━━━ RECORDED INFORMATION ━━━
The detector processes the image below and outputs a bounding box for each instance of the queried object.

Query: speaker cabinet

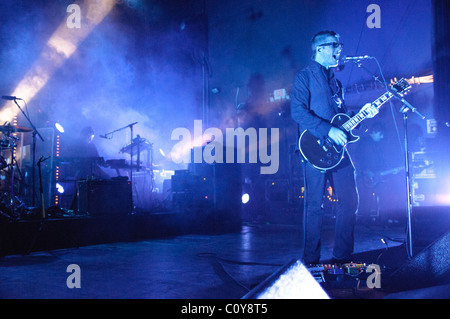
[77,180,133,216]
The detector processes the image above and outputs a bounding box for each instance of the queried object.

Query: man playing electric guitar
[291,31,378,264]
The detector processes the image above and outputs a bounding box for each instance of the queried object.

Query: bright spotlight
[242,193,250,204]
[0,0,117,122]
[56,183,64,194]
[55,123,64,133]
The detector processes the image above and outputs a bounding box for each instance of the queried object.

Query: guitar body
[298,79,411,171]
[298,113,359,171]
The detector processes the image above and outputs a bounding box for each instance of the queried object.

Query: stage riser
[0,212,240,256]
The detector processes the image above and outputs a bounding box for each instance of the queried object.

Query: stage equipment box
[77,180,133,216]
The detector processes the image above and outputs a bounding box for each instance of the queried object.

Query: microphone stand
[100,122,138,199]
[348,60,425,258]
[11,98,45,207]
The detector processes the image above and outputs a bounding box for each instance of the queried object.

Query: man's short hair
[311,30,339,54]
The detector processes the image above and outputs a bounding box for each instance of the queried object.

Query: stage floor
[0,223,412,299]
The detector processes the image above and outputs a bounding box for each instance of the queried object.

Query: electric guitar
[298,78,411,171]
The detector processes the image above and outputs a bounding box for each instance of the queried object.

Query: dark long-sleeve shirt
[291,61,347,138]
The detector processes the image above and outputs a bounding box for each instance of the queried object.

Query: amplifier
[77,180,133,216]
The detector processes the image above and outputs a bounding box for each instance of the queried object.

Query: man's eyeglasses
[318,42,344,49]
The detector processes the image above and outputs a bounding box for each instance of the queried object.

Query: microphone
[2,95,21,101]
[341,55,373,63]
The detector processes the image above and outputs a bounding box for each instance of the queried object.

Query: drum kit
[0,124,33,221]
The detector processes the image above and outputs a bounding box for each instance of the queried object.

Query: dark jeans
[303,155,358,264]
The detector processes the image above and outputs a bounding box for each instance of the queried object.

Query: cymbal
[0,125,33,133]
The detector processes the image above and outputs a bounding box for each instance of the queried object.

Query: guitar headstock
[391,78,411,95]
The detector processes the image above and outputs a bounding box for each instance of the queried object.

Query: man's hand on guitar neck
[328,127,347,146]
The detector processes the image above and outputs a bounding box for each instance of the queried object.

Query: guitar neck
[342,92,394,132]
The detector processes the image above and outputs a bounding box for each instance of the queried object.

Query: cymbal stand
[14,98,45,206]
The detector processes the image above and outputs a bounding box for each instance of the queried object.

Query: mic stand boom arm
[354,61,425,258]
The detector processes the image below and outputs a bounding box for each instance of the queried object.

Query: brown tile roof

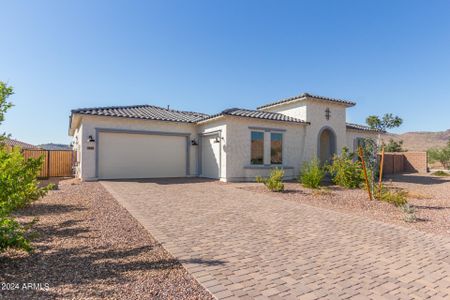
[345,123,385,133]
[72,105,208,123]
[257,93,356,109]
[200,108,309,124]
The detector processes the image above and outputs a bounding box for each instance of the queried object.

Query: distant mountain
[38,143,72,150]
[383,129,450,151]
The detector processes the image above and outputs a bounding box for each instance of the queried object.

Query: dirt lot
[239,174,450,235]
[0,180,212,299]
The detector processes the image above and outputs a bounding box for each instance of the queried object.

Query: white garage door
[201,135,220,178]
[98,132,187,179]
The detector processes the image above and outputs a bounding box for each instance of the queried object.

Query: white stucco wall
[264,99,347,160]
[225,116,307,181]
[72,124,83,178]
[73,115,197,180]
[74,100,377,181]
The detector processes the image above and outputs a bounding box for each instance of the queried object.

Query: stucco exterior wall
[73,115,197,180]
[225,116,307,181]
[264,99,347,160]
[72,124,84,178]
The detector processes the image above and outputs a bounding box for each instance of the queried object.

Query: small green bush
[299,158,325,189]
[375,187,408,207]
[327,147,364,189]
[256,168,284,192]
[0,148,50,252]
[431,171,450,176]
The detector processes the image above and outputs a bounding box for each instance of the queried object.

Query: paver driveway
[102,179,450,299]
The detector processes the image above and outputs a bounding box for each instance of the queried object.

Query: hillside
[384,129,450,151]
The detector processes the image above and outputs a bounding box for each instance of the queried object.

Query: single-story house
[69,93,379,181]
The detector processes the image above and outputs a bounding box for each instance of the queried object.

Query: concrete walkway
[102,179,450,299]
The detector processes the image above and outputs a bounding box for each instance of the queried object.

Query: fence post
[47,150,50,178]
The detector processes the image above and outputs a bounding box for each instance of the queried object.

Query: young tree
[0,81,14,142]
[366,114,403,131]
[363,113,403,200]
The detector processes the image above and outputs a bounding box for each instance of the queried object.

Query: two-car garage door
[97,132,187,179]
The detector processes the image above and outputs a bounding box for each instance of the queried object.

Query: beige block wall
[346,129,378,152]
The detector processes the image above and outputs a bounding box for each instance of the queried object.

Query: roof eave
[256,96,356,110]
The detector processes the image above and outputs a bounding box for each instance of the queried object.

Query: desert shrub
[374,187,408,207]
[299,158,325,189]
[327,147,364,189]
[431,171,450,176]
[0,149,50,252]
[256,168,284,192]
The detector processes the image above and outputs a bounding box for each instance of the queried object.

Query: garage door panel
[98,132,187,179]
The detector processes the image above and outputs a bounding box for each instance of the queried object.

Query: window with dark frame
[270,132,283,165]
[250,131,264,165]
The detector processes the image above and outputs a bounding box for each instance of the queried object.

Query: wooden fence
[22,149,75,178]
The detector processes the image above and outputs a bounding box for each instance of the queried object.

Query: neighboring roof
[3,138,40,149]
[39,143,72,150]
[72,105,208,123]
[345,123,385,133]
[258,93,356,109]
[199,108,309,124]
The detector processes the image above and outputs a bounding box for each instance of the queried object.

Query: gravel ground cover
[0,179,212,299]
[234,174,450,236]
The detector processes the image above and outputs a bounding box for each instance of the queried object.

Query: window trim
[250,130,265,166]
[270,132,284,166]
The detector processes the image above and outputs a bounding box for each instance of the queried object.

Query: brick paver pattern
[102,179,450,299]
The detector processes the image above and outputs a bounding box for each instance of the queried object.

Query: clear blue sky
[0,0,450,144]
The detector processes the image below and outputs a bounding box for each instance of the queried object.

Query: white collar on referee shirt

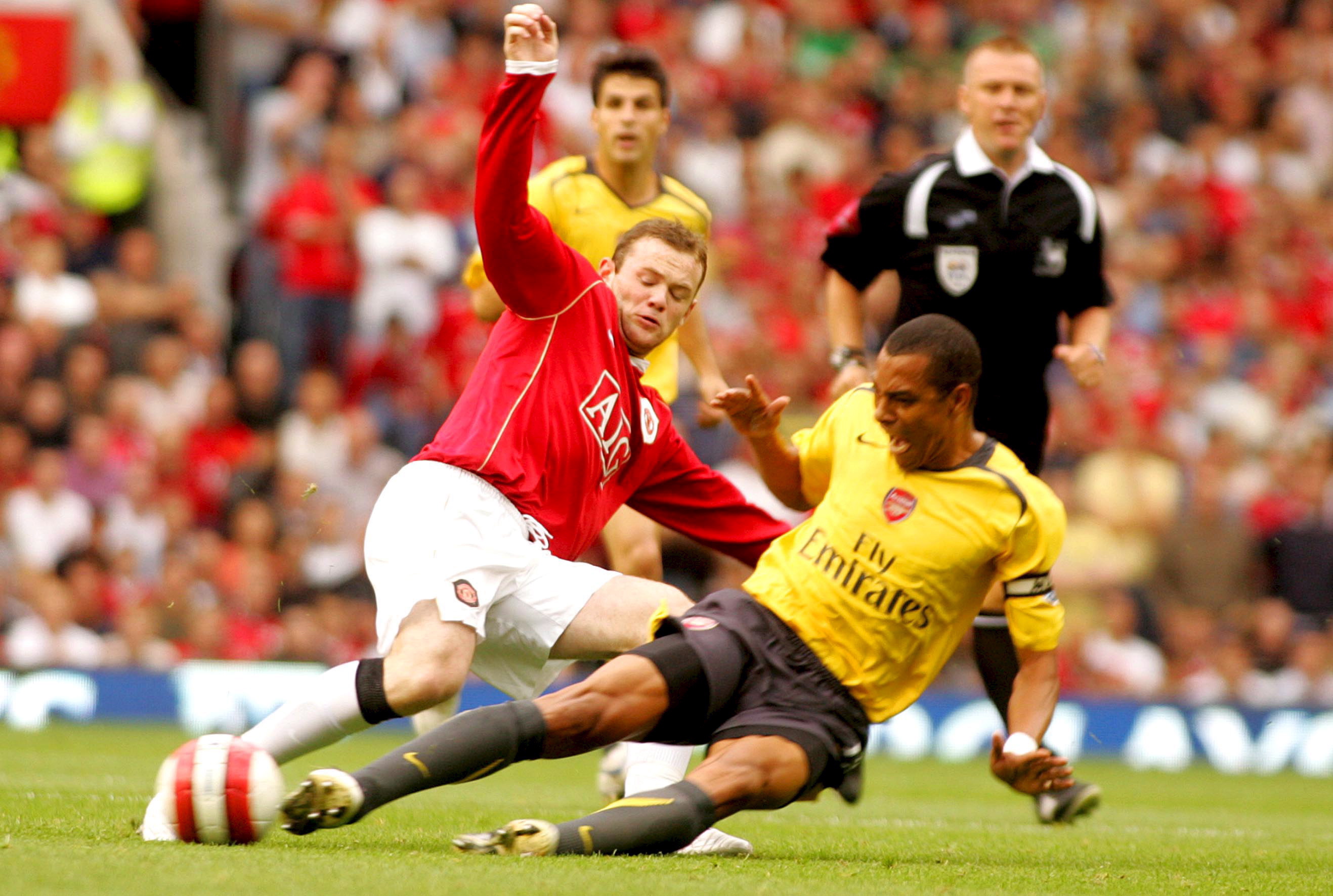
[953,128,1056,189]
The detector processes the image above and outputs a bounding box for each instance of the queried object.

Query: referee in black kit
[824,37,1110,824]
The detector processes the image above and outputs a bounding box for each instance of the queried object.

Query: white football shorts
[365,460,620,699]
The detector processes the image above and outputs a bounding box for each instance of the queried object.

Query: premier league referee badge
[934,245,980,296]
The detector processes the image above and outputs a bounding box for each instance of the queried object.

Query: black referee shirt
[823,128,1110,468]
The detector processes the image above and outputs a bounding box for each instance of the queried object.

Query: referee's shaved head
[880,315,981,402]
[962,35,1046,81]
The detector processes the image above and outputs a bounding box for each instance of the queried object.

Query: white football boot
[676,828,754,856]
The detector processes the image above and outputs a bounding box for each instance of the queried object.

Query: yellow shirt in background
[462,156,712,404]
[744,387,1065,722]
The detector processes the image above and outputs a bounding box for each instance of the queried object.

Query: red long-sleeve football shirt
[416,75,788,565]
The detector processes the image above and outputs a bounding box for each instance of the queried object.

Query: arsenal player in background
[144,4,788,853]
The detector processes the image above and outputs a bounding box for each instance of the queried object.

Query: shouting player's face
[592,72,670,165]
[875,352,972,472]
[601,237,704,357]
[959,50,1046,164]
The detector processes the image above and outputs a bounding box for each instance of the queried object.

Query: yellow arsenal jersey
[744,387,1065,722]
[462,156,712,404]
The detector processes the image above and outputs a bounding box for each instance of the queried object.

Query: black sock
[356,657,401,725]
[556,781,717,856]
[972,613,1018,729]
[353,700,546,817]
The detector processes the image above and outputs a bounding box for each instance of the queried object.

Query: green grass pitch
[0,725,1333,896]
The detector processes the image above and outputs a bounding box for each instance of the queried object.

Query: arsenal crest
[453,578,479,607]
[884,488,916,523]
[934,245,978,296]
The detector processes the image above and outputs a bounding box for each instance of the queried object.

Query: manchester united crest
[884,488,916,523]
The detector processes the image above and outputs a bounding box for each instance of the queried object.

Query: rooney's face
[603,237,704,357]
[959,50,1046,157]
━━━
━━━ RECORDED INFORMATION ━━━
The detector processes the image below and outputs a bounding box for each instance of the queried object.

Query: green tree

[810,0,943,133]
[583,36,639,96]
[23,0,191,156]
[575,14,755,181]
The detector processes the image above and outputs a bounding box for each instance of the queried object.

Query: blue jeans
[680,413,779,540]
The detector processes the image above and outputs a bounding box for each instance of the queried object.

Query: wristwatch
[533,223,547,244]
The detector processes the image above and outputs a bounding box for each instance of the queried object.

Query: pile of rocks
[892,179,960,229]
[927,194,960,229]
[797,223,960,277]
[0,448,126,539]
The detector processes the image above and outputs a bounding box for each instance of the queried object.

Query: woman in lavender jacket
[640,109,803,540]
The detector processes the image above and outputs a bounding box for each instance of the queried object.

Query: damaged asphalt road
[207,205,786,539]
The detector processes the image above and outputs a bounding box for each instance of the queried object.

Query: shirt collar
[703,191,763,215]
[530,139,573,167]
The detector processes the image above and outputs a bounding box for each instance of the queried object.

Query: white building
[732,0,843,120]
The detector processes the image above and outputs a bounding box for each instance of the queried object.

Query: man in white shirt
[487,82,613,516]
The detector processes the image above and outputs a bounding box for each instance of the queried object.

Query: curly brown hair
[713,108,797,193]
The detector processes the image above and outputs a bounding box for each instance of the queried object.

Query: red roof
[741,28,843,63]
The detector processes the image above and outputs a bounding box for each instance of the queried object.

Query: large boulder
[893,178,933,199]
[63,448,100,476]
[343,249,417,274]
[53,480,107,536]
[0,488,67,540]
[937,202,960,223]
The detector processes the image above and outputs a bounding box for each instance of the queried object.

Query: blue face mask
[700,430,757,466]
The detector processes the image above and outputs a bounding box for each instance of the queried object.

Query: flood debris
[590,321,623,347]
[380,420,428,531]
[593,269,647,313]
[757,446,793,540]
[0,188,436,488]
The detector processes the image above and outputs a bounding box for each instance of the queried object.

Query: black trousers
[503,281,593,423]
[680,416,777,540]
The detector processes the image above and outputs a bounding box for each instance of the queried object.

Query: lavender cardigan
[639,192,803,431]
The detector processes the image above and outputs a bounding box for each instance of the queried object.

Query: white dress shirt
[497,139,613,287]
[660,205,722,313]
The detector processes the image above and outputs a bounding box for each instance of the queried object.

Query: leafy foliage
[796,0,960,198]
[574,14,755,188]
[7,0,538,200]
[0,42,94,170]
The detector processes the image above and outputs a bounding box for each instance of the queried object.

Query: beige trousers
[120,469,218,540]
━━━
### THE PROBLEM
Which lines in the items above contain the string "lavender"? Copy each of them, and match case exactly.

### FINISHED ANSWER
Query: woman in lavender jacket
Query: lavender cardigan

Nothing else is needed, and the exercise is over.